FRAGMENTO PARA LEER:
┏━━
Se marchó dela casa: todo va bien, cree que es hermoso haber alcanzado finalmente la vida, se siente feliz. Pero después, poco a poco, siente también aquí el aburrimiento, también aquí es siempre lo mismo. (También leyes naturales: día, noche; el sol quema, hace frio, los animales no van donde quieren, sino que obedecen al pastor).

En fin, queda un vacío cada vez más inquietante; percibe cada vez con mayor intensidad que esa vida tampoco es vida de su agradado; más aún, se da cuenta de que, continuando de esa forma, la vida se aleja cada vez más. Todo resulta vacío: también ahora aparece de nuevo la esclavitud de hacer las mismas cosas. Al final y lo más desesperante: no tiene qué comer (Lc 15,16), y el joven se da cuenta de que su nivel de vida está por debajo del de los cerdos.

Entonces comienza a recapacitar y se pregunta si ese era realmente el camino de la vida que buscaba: una libertad interpretada como hacer lo que me agrada, vivir sólo para mí; o si, en cambio, no sería quizá mejor vivir para los demás, contribuir a la construcción del mundo, al crecimiento de la comunidad humana…

Así comienza el nuevo camino, un camino interior. El muchacho reflexiona y considera todos estos aspectos nuevos del problema y comienza a ver que era mucho más libre en su casa, siendo propietario también él, contribuyendo a la construcción de la casa y de la sociedad en comunión con el Creador, conociendo la finalidad de su vida, descubriendo el proyecto que Dios tenía para él.

Lc 15,17… El joven recapacitó: ¿Cuántos jornaleros de mi padre tienen abundancia de pan mientras que me muero aquí hambre… volveré.. (Renuncia al orgullo, decide volver a la vida).

En este camino interior, en esta maduración de un nuevo proyecto de vida, viviendo también el camino exterior, el hijo más joven se dispone a volver para recomenzar su vida, porque ya ha comprendido que había emprendido el camino equivocado. Se dice a sí mismo: Padre pequé contra ti y contra el cielo, ya no me trates como tu hijo…(Lc 15,17-20).

Y llega a la casa del padre, que le dejó su libertad para darle la posibilidad de comprender interiormente lo que significa vivir en casa de papá, y lo que significa no vivir en casa de papá. Y más aún comprender que los bienes materiales como el dinero no hacen feliz.

Lc 15,20: Al papá corrió hacia su hijo, no le importó que esté andrajoso, apestando olor a cerdo; lo abrazo. El padre, con todo su amor, lo besa: Suspende todo trabajo de la jornada y ordena que atiendan a su hijo: que lo bañen, lo cambien de ropa, pongan anillos en las manos, maten el ternero cebado.

Le ofrece una fiesta, de bienvenida. Nunca le increpó, nunca le echó en cara el orgullo del hijo. La vida puede comenzar de nuevo partiendo de esta fiesta. El hijo comprende que precisamente el trabajo, la humildad, la disciplina de cada día crea la verdadera fiesta y la verdadera libertad. Así, vuelve a casa interiormente madurado y purificado: ha comprendido lo que significa vivir en casa de papa (En el Cielo, así habrá más alegría por un solo pecador que se convierta Lc 15,7).
┗━━
INSTRUCCIÓN A: Escribe como lista JSON de cadenas, una por cada línea y sin las líneas en blanco, la parte de los registros que empieza en la línea que contiene "Target: fingernail" y sigue hasta el final de los registros, con ambos extremos incluidos.
El fragmento y los registros no tienen ninguna relación entre sí.

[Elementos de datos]
┏━━
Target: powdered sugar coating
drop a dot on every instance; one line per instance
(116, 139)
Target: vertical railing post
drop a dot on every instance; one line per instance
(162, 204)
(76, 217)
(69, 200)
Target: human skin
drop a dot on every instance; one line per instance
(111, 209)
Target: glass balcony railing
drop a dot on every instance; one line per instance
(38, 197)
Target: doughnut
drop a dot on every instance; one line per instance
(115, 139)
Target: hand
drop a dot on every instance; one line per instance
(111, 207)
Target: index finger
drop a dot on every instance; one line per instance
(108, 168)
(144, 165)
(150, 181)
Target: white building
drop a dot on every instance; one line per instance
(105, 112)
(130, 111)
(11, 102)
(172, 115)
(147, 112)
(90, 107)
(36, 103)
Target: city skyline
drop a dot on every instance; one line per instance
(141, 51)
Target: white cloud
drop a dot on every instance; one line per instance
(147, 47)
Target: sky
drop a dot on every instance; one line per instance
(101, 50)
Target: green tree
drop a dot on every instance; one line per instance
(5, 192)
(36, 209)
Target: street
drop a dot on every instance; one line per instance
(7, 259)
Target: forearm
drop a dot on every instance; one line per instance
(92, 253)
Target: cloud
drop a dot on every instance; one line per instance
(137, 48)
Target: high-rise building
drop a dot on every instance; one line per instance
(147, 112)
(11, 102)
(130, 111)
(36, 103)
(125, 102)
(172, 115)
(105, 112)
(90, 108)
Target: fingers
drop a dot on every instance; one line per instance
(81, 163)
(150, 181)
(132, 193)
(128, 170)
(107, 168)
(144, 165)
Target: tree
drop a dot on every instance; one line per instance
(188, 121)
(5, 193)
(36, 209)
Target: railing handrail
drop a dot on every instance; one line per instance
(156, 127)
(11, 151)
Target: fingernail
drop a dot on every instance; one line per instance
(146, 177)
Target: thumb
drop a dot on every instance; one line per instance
┗━━
INSTRUCCIÓN B:
Contesta estas preguntas sobre el fragmento:
(i) ¿Por debajo de qué nivel de vida se da cuenta el joven de que está el suyo?
(ii) ¿Qué animal ordena matar el padre cuando vuelve el hijo?
(iii) Según comprende el hijo, ¿qué crea la verdadera fiesta y la verdadera libertad?

RESULTADO A:
[
  "Target: fingernail",
  "drop a dot on every instance; one line per instance",
  "(146, 177)",
  "Target: thumb",
  "drop a dot on every instance; one line per instance"
]

RESULTADO B:
(i) Por debajo del nivel de vida de los cerdos.
(ii) El ternero cebado.
(iii) El trabajo, la humildad y la disciplina de cada día.